### Instructions for the task
Reproduce the passage on foods and dyes that change stool color word for word, in full.

### Supplied text
+ + + + + + +
The pink dye in the new Peeps-flavored Oreos has some cookie and marshmallow fans experiencing strange side effects, including pink tongue, saliva, and most notoriously, magenta-hued poop. Don’t fret, Peeps-eaters! This is just the latest in a long line of products that can color your number-twos.
There are medicines, other junk foods, and even actual vegetables that can pass through your system unchanged by the digestive process and seriously freak people out. But not every parent knows everything their kid eats, and many of us aren’t expecting that the foods we consume will have such colorful results, so the surprise can sometimes be alarming — even when there’s no reason to be alarmed.
As anyone who has fed a small child a large quantity of blueberries or who eats a lot of beets can tell you, some natural foods with strong colors pass unchanged through the digestive system.
+ + + + + + +
Point-per-instance localization data:
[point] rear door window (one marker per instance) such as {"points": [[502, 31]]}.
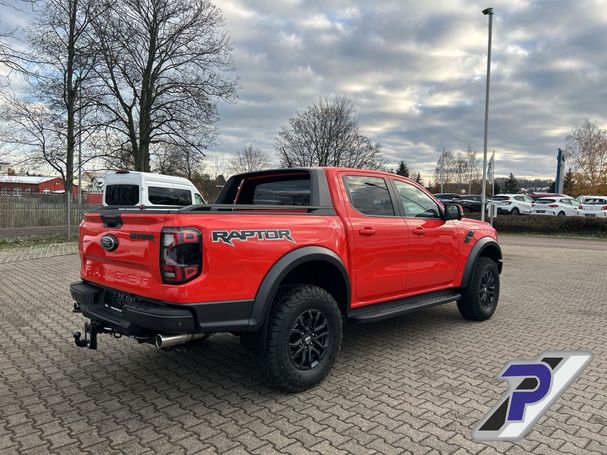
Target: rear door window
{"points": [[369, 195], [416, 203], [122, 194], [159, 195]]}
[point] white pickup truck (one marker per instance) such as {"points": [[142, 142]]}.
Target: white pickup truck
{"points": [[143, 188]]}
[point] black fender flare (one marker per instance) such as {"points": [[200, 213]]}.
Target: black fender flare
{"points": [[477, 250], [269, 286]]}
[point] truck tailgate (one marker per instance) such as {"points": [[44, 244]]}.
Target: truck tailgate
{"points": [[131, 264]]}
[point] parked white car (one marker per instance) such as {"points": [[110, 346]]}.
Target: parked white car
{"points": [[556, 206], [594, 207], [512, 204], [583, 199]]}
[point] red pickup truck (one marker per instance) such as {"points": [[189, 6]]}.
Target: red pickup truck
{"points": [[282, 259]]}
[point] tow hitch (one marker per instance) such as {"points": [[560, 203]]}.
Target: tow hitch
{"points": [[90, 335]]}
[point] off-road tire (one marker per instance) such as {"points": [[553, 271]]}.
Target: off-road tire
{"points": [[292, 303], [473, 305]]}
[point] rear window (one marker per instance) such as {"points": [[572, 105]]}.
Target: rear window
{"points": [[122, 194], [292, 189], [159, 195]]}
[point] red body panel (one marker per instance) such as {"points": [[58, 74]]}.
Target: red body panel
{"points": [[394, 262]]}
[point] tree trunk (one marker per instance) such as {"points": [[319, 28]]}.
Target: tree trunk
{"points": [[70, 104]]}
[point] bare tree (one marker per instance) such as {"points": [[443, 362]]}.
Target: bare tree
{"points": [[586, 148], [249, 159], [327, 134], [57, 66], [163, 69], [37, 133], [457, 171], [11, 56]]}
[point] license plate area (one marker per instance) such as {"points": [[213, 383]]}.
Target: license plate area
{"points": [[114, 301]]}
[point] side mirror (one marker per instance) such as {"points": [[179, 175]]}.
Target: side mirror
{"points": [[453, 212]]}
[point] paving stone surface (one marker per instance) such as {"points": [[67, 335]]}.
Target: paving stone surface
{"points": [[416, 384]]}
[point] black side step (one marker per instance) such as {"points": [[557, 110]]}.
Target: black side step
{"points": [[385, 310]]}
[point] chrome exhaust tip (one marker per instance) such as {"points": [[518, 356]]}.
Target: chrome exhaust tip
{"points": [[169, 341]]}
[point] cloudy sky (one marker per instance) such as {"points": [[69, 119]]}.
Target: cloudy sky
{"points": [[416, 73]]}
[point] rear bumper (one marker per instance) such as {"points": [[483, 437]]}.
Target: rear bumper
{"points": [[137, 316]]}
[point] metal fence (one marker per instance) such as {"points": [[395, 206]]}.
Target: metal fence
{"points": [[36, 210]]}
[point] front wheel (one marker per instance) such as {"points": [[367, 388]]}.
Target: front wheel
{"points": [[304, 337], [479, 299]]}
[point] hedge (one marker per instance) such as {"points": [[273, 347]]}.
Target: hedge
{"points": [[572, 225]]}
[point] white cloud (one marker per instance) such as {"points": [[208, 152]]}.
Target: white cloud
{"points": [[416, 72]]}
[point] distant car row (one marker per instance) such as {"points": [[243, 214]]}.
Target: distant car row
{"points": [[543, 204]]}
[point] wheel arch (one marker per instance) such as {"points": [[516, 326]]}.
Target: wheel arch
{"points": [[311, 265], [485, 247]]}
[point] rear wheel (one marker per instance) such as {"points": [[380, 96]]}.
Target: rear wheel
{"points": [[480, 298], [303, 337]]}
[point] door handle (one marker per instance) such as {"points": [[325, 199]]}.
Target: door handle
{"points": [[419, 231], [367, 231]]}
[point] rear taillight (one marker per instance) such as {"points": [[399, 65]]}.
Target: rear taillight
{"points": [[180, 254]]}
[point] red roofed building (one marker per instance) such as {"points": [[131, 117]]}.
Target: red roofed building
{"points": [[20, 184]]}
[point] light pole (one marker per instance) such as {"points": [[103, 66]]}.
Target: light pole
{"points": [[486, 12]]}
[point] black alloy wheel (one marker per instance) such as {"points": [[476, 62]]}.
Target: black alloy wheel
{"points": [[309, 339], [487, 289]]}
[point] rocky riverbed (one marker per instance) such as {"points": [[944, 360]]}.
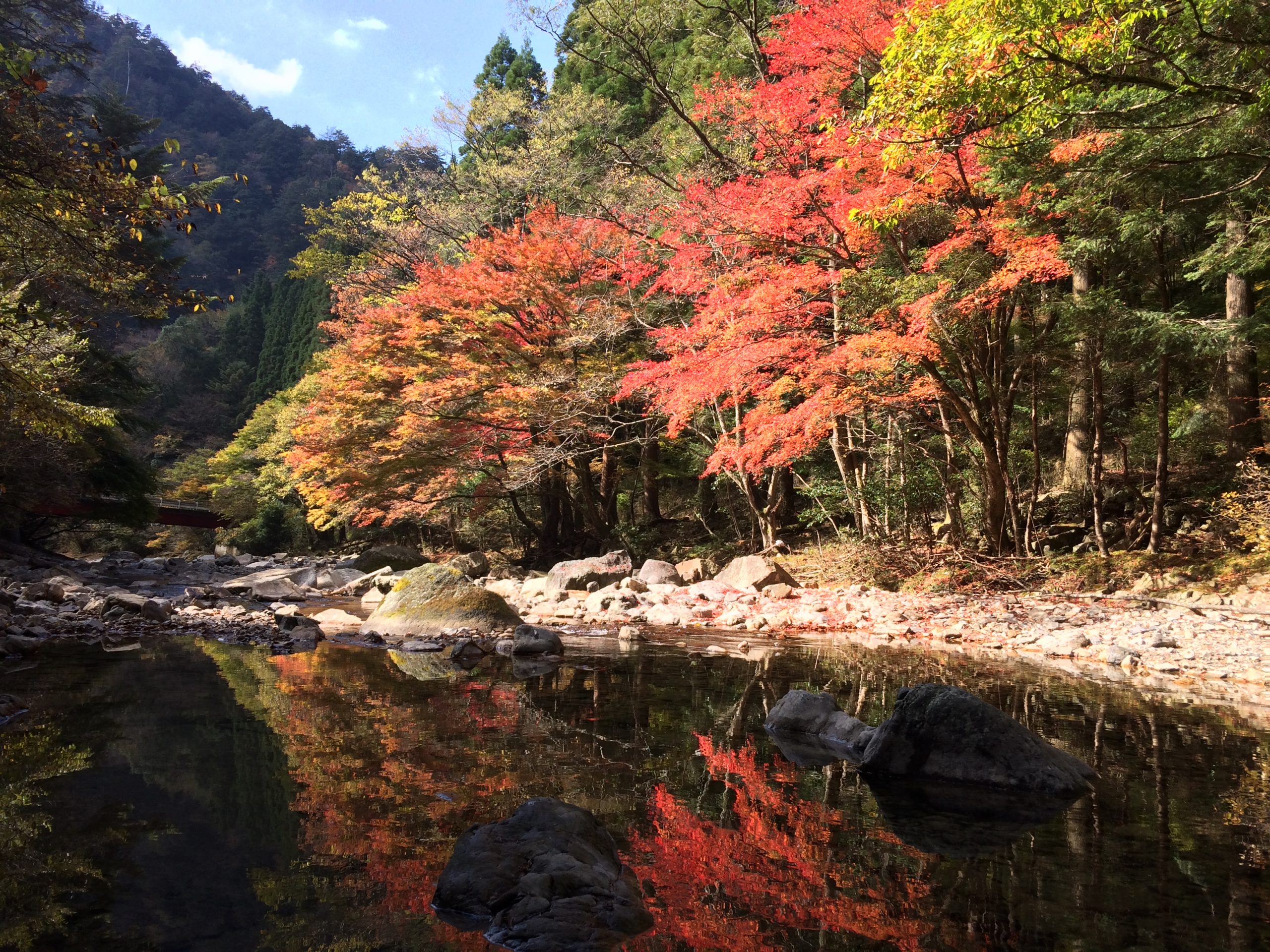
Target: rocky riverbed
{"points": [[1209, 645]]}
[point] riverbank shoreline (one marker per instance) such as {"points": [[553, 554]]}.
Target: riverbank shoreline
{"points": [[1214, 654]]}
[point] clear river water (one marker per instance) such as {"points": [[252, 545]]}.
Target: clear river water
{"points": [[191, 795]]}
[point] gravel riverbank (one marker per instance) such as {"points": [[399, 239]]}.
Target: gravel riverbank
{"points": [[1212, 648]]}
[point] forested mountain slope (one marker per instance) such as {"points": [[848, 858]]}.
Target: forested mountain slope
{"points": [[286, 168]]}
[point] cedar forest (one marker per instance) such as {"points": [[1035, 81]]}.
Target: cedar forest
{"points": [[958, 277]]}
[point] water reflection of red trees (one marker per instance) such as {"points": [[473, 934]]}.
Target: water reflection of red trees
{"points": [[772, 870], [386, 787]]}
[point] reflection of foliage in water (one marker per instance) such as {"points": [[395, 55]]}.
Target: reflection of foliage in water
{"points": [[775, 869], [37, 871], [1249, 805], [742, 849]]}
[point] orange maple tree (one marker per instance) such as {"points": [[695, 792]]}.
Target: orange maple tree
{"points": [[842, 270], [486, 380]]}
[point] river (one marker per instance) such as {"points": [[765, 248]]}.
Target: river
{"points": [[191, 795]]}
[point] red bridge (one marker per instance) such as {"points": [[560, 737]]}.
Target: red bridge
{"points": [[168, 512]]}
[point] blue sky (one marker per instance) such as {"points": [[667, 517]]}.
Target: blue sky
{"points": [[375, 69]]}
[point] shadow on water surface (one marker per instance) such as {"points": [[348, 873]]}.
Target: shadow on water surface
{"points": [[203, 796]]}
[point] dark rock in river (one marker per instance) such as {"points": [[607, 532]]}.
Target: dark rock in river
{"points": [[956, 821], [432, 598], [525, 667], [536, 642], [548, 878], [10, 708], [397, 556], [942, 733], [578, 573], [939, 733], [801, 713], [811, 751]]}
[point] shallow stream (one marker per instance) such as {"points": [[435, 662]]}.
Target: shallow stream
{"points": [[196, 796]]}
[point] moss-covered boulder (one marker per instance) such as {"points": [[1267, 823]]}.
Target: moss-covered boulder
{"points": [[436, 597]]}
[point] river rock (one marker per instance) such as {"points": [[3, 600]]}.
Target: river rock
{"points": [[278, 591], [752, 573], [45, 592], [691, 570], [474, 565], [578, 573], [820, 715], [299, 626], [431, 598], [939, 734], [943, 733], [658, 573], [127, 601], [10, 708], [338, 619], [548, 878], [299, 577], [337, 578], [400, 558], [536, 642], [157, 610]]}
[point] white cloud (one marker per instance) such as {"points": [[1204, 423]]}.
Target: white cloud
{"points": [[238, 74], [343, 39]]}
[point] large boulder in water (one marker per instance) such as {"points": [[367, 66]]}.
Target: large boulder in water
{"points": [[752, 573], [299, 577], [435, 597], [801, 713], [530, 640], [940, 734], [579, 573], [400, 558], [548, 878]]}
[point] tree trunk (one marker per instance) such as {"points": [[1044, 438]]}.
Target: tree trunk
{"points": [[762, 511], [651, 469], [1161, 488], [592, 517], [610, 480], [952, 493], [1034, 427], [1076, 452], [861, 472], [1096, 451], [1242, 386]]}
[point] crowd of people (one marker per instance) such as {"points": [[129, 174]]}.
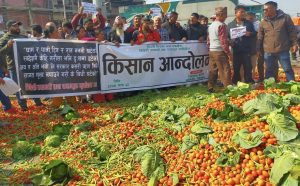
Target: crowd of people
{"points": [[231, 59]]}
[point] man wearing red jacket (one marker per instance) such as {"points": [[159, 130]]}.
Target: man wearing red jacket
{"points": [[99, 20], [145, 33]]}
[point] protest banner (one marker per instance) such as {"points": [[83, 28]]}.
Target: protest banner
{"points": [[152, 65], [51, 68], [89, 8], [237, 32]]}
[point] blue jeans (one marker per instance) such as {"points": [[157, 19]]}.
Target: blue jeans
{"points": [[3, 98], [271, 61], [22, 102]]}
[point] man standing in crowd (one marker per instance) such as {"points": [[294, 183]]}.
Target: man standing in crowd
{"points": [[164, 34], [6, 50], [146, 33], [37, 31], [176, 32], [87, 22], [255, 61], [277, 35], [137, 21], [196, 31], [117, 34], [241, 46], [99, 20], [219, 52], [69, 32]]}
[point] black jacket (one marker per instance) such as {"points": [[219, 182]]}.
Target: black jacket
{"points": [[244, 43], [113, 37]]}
+ + + + + + +
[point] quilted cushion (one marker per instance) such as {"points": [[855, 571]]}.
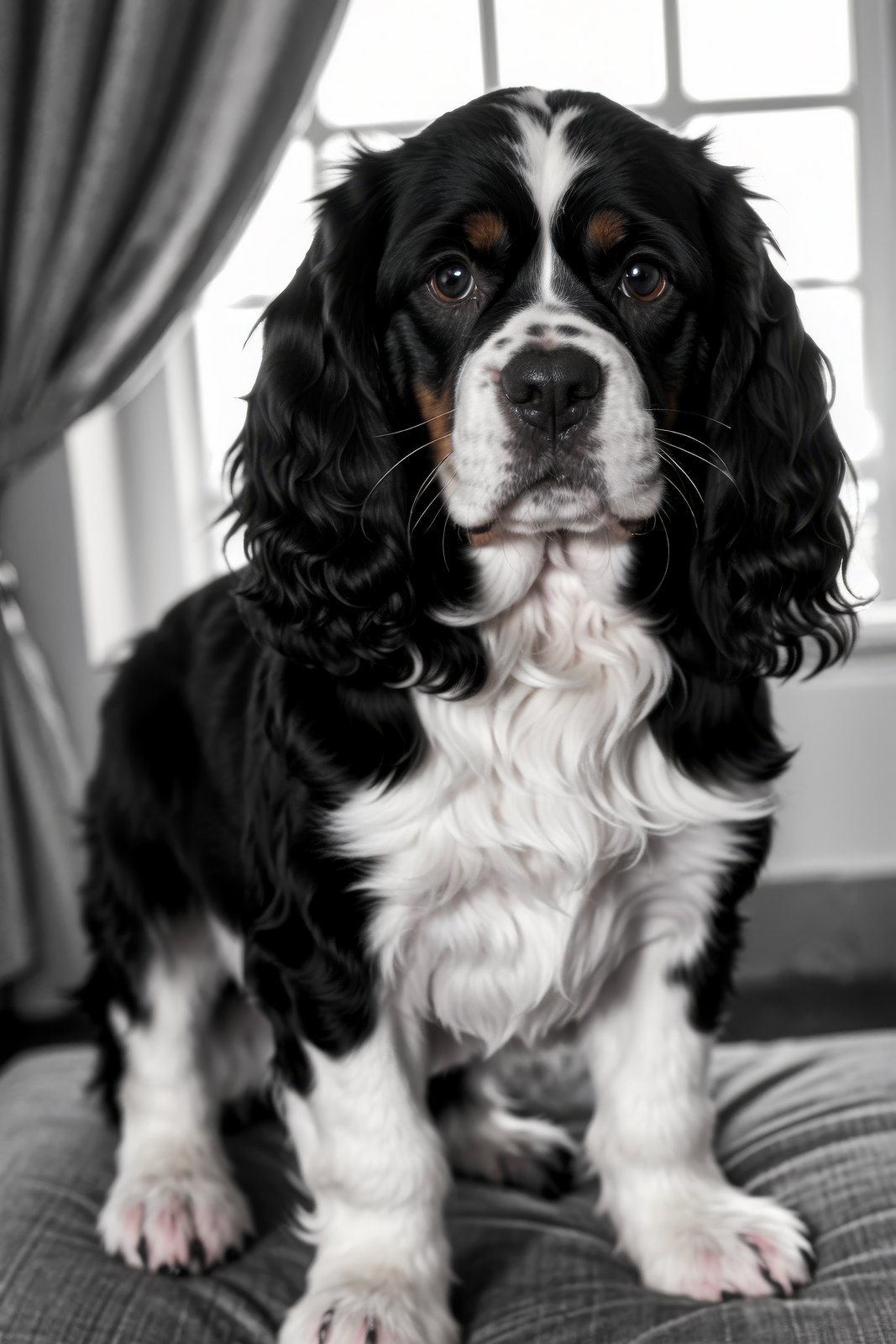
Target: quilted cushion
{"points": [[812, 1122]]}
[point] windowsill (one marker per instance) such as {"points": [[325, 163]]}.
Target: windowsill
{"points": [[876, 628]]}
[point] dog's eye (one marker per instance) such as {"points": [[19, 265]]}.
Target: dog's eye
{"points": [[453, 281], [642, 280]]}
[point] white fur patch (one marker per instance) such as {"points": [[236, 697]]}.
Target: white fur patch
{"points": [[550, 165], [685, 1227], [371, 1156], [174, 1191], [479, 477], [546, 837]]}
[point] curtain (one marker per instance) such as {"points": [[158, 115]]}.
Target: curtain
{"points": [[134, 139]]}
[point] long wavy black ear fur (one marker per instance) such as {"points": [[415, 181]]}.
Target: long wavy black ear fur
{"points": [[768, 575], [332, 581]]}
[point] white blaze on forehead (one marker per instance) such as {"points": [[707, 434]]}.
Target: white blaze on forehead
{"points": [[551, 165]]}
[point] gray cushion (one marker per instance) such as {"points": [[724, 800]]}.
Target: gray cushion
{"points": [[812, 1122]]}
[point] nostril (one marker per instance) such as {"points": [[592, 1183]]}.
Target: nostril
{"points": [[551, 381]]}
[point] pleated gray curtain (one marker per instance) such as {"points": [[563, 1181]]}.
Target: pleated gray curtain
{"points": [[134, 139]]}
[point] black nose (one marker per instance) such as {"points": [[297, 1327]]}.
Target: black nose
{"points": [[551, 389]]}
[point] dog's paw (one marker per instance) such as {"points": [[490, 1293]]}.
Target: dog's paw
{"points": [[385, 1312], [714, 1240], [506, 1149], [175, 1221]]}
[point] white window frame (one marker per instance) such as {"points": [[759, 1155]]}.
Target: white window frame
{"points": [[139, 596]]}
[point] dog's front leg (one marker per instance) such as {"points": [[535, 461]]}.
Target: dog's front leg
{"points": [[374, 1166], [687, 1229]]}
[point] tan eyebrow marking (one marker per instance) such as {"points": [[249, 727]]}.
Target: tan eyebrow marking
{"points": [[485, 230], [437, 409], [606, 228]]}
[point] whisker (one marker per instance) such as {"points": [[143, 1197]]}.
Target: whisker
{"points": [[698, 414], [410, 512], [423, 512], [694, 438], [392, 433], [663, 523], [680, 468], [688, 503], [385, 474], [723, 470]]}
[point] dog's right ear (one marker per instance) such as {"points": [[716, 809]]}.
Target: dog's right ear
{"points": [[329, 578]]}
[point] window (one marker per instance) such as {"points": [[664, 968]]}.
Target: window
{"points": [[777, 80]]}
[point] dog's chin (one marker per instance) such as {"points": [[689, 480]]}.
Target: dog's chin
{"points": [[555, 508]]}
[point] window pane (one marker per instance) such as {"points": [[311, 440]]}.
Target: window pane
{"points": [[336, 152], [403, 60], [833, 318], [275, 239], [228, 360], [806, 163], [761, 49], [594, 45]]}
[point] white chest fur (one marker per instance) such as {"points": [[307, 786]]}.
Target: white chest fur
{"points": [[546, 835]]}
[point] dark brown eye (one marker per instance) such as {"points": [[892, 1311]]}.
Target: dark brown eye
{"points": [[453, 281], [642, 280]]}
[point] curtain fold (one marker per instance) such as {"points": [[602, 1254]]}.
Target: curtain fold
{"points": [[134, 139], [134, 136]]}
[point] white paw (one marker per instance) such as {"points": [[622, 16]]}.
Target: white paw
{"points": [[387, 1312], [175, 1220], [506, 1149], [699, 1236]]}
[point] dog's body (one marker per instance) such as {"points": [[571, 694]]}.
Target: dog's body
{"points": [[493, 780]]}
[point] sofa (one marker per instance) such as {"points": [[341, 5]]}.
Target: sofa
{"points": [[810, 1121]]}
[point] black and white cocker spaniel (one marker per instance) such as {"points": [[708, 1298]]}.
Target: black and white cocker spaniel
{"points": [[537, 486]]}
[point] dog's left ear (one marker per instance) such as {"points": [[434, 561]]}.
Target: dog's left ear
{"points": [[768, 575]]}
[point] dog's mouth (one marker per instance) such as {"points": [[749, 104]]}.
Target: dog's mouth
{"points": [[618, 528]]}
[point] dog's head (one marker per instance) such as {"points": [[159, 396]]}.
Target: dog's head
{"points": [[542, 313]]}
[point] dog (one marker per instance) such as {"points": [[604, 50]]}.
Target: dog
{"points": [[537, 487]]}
+ + + + + + +
### Response area
The pink dye in the new Peeps-flavored Oreos has some cookie and marshmallow fans experiencing strange side effects, including pink tongue, saliva, and most notoriously, magenta-hued poop. Don’t fret, Peeps-eaters! This is just the latest in a long line of products that can color your number-twos.
There are medicines, other junk foods, and even actual vegetables that can pass through your system unchanged by the digestive process and seriously freak people out. But not every parent knows everything their kid eats, and many of us aren’t expecting that the foods we consume will have such colorful results, so the surprise can sometimes be alarming — even when there’s no reason to be alarmed.
As anyone who has fed a small child a large quantity of blueberries or who eats a lot of beets can tell you, some natural foods with strong colors pass unchanged through the digestive system.